>> BEGIN

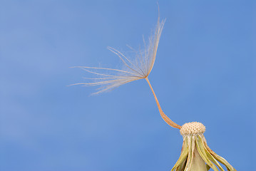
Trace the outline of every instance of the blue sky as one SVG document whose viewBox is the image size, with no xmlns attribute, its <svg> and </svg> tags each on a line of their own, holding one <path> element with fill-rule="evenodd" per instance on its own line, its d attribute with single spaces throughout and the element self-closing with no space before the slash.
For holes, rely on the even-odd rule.
<svg viewBox="0 0 256 171">
<path fill-rule="evenodd" d="M 145 81 L 89 96 L 75 66 L 116 68 L 143 45 L 155 1 L 0 1 L 0 170 L 170 170 L 182 136 Z M 255 161 L 255 1 L 158 1 L 166 19 L 149 76 L 167 115 L 206 126 L 237 170 Z"/>
</svg>

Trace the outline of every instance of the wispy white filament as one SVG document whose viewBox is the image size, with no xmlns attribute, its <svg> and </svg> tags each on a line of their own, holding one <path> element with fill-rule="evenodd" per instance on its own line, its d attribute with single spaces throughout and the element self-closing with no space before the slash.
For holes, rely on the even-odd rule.
<svg viewBox="0 0 256 171">
<path fill-rule="evenodd" d="M 155 30 L 152 36 L 149 37 L 148 43 L 146 43 L 143 38 L 144 49 L 139 51 L 133 60 L 129 59 L 121 52 L 113 48 L 108 48 L 119 57 L 123 63 L 124 69 L 75 66 L 94 74 L 95 77 L 84 78 L 91 81 L 73 85 L 101 86 L 98 88 L 98 91 L 93 93 L 98 94 L 133 81 L 148 78 L 155 63 L 158 43 L 164 24 L 165 20 L 160 21 L 160 18 L 158 17 Z"/>
</svg>

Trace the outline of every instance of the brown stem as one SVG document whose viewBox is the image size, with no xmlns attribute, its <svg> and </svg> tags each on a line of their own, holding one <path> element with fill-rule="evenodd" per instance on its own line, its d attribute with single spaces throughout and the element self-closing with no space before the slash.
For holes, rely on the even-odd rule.
<svg viewBox="0 0 256 171">
<path fill-rule="evenodd" d="M 155 102 L 156 102 L 156 104 L 158 105 L 158 110 L 159 110 L 159 112 L 160 112 L 160 115 L 161 115 L 163 119 L 171 127 L 173 127 L 175 128 L 178 128 L 179 130 L 180 130 L 181 128 L 181 126 L 178 125 L 177 123 L 174 123 L 173 120 L 171 120 L 163 112 L 163 110 L 161 108 L 161 106 L 160 105 L 160 103 L 158 102 L 158 98 L 156 98 L 156 95 L 155 94 L 155 92 L 154 90 L 153 90 L 153 88 L 151 86 L 151 84 L 149 82 L 149 80 L 148 78 L 145 78 L 145 79 L 147 81 L 149 86 L 150 87 L 150 89 L 152 90 L 152 93 L 154 95 L 154 98 L 155 98 Z"/>
</svg>

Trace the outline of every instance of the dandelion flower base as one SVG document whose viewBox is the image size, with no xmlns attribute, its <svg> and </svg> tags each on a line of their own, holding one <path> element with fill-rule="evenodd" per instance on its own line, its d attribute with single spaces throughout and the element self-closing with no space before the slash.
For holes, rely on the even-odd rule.
<svg viewBox="0 0 256 171">
<path fill-rule="evenodd" d="M 219 162 L 224 165 L 228 171 L 236 171 L 223 157 L 217 155 L 208 147 L 203 133 L 205 127 L 200 123 L 193 122 L 184 124 L 180 130 L 183 145 L 180 156 L 172 171 L 224 171 Z"/>
</svg>

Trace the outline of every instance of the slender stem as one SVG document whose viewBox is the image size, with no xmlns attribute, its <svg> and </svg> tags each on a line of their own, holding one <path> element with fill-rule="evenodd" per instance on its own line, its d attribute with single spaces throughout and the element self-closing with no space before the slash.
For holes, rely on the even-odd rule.
<svg viewBox="0 0 256 171">
<path fill-rule="evenodd" d="M 171 127 L 173 127 L 175 128 L 178 128 L 179 130 L 180 130 L 181 128 L 181 126 L 178 125 L 177 123 L 174 123 L 173 120 L 171 120 L 163 111 L 162 108 L 161 108 L 161 106 L 160 105 L 160 103 L 158 102 L 158 100 L 155 94 L 155 92 L 154 90 L 153 90 L 153 88 L 151 86 L 151 84 L 149 82 L 149 80 L 148 78 L 148 77 L 145 78 L 145 79 L 147 81 L 148 83 L 148 86 L 150 87 L 150 89 L 152 90 L 152 93 L 154 95 L 154 98 L 155 98 L 155 102 L 156 102 L 156 104 L 158 105 L 158 110 L 159 110 L 159 112 L 160 112 L 160 115 L 161 115 L 163 119 Z"/>
</svg>

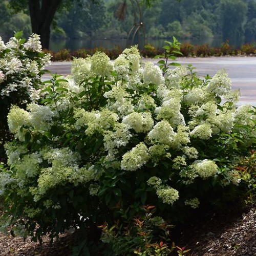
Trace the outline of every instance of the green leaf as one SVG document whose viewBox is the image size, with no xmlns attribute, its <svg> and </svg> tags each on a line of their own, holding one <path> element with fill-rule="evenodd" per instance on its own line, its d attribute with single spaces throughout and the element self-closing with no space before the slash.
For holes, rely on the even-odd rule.
<svg viewBox="0 0 256 256">
<path fill-rule="evenodd" d="M 146 192 L 143 192 L 141 194 L 141 196 L 140 197 L 140 200 L 141 200 L 141 203 L 142 203 L 143 204 L 145 204 L 145 203 L 146 203 L 146 198 L 147 198 Z"/>
<path fill-rule="evenodd" d="M 163 55 L 162 54 L 159 55 L 156 55 L 154 57 L 154 59 L 159 59 L 159 58 L 164 58 L 164 55 Z"/>
<path fill-rule="evenodd" d="M 167 51 L 169 51 L 169 50 L 170 49 L 170 48 L 169 46 L 164 46 L 164 47 L 163 47 L 163 48 L 165 49 Z"/>
<path fill-rule="evenodd" d="M 122 195 L 122 191 L 121 191 L 121 189 L 120 188 L 113 188 L 113 193 L 117 197 L 121 197 Z"/>
</svg>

>> END

What you will do: Please gather each line of the records above that contains the string "stem". Case counts.

Solved problem:
Trace the outline of every instance of the brown stem as one SVG document whose viewBox is the image size, with no xmlns attribute, its <svg> and </svg> tags each on a line of their own, holding one <path> element with fill-rule="evenodd" per instance on its own line, its d attribute with single spaces throughout and the element self-closing with no space before the slash.
Trace the outline of every instance of the slender stem as one SVG document whose viewBox is the image size, with no xmlns attribute, its <svg> and </svg> tags each on a line of their own, holding one <path> element with fill-rule="evenodd" per instance on its own line, its d attribute with single spaces throughout and the element self-closing with no space before the slash.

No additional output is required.